_Items_

▬▬▬

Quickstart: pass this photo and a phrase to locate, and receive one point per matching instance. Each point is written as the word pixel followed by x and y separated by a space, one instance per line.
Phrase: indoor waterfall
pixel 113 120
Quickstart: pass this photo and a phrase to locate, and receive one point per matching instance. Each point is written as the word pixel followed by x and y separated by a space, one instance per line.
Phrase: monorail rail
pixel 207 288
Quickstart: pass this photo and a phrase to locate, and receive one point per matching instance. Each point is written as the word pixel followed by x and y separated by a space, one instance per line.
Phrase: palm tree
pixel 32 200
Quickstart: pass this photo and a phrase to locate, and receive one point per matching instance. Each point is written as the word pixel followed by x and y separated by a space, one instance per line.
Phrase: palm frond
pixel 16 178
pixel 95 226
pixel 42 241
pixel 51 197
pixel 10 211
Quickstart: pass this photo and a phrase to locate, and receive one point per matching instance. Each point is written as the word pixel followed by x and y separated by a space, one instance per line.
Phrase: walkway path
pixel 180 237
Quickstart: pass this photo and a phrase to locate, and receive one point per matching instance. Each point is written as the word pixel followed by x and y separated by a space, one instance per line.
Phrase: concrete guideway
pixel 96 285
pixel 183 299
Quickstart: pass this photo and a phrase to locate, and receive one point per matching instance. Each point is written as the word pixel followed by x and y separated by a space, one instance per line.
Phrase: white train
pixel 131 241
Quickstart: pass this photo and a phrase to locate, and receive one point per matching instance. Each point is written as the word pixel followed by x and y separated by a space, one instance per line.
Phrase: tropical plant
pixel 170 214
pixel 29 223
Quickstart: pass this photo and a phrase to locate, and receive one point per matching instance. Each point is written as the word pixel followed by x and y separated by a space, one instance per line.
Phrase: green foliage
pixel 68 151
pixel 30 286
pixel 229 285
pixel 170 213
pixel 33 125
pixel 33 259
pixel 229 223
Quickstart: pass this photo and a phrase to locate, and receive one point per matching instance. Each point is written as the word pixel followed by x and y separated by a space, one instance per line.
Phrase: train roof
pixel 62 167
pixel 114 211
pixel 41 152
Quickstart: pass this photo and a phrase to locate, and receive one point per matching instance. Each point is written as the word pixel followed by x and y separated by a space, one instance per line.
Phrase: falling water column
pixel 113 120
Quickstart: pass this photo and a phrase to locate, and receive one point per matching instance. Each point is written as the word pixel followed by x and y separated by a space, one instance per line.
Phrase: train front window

▬▬▬

_The task_
Pull out the lines from the very start of the listing through the line containing "pixel 207 288", both ends included, and repeat them without any change.

_Task answer_
Quickstart: pass this photo and a phrase to locate, and receive one point per matching instance. Each point is written as the word pixel followed by x and y separated by a space, one instance per line.
Phrase: indoor waterfall
pixel 113 120
Quickstart: pass this photo and a phrase to locate, and receive one point per matching instance. Each point is written as the word pixel followed by x and y separated by a space, one instance per line.
Phrase: monorail rail
pixel 207 288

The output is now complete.